**Exercise**
Retype the complete listing exactly as it appears.

**Information provided**
=====
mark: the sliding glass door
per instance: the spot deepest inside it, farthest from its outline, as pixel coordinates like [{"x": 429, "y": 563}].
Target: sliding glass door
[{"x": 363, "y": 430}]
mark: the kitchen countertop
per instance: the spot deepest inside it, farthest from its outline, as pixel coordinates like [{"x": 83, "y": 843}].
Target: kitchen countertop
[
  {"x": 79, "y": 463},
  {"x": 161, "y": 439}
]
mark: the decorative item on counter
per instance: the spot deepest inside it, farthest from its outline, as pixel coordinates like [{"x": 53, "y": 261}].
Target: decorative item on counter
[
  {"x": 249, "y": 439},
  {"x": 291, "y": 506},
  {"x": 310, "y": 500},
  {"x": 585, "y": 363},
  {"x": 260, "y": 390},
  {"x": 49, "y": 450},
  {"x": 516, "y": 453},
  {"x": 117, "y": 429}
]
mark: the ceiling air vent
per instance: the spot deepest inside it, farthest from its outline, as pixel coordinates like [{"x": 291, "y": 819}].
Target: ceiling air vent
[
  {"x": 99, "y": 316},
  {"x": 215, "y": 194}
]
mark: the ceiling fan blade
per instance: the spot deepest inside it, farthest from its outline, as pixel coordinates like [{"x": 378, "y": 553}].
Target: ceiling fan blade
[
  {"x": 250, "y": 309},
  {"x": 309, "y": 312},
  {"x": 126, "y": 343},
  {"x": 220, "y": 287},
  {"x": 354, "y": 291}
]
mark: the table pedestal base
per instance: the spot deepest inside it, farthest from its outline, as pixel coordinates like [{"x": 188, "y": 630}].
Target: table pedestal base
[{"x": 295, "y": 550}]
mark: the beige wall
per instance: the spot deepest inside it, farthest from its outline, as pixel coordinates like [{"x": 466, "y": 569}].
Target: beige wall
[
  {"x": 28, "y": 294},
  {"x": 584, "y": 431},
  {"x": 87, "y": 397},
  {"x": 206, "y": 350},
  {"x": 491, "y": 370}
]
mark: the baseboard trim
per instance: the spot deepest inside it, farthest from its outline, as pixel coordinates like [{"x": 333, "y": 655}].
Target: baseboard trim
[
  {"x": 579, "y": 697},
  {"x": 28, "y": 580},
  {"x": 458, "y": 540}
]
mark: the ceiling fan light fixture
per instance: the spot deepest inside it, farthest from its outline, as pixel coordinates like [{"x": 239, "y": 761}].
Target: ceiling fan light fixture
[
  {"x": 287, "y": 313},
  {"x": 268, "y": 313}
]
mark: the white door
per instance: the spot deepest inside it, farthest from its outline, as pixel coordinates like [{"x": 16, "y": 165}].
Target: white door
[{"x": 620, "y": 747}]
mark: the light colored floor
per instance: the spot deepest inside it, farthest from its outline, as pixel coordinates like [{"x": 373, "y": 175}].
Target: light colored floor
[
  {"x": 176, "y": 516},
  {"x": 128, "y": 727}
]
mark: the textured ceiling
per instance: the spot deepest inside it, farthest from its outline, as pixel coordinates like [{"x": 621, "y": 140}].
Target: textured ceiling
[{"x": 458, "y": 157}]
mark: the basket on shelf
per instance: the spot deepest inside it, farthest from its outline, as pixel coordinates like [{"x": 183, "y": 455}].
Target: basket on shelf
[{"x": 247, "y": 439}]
=====
**Correct result**
mark: the sliding glass door
per instance: the spot deepest inside it, farthest from its outline, as pixel coordinates like [{"x": 429, "y": 563}].
Target: sliding glass door
[{"x": 363, "y": 430}]
mark: the kitchen countertop
per instance: the spot deepest inside it, farthest from its outline, as pixel coordinates like [{"x": 83, "y": 843}].
Target: kitchen countertop
[
  {"x": 79, "y": 463},
  {"x": 161, "y": 439}
]
mark: the decorative item on counter
per instance: the spot deepest inside it, farthest from its outline, as pixel coordinates like [{"x": 53, "y": 261}].
Target: decorative item on counter
[
  {"x": 249, "y": 439},
  {"x": 291, "y": 506},
  {"x": 310, "y": 500},
  {"x": 585, "y": 363},
  {"x": 260, "y": 390},
  {"x": 49, "y": 450},
  {"x": 516, "y": 453},
  {"x": 117, "y": 429}
]
mark: the ceiling air vent
per instance: the spot deepest inside it, farthest from its outline, as pixel coordinates like [{"x": 291, "y": 819}].
Target: ceiling air vent
[
  {"x": 99, "y": 316},
  {"x": 215, "y": 194}
]
mark: the ceiling fan blade
per instance: the spot deepest inside it, farthest from its outline, as pixel coordinates like [{"x": 378, "y": 553}].
Target: ceiling fan blade
[
  {"x": 250, "y": 309},
  {"x": 309, "y": 312},
  {"x": 126, "y": 343},
  {"x": 220, "y": 287},
  {"x": 354, "y": 291}
]
mark: the table pedestal base
per instance: the spot deepest inside it, farthest from its outline, as pixel coordinates like [{"x": 188, "y": 630}].
Target: table pedestal base
[{"x": 295, "y": 550}]
mark: the beige wall
per instance: the spot deepest inside it, farthest from its outline, as pixel coordinates like [{"x": 466, "y": 569}].
Target: beige wall
[
  {"x": 28, "y": 294},
  {"x": 584, "y": 431},
  {"x": 87, "y": 397},
  {"x": 206, "y": 350},
  {"x": 491, "y": 370}
]
mark: the baseboard trim
per instance: the spot deepest inside it, farthest from its outline, as pixel coordinates like [{"x": 333, "y": 655}].
Target: baseboard trim
[
  {"x": 579, "y": 697},
  {"x": 28, "y": 580},
  {"x": 458, "y": 540}
]
mark: the ceiling fan light fixture
per instance: the spot deepest inside it, farthest from its outline, as pixel coordinates like [{"x": 239, "y": 761}].
Target: ceiling fan light fixture
[
  {"x": 287, "y": 313},
  {"x": 268, "y": 313}
]
mark: the white door
per instance: the spot deepest inside it, farthest from its outline, as pixel coordinates like [{"x": 16, "y": 165}].
Target: white door
[{"x": 620, "y": 747}]
mark: the light colored floor
per instance: the spot deepest inside it, farthest from its outline, as pixel coordinates like [{"x": 373, "y": 175}].
Target: light colored floor
[
  {"x": 176, "y": 516},
  {"x": 128, "y": 727}
]
mark: the textured ceiling
per instance: the spot deepest inside it, farthest from its outline, as pixel coordinates like [{"x": 621, "y": 140}].
Target: textured ceiling
[{"x": 458, "y": 157}]
mark: the basket on shelf
per instance: the spot deepest inside it, farthest from its outline, as pixel coordinates like [{"x": 183, "y": 455}].
Target: basket on shelf
[{"x": 247, "y": 439}]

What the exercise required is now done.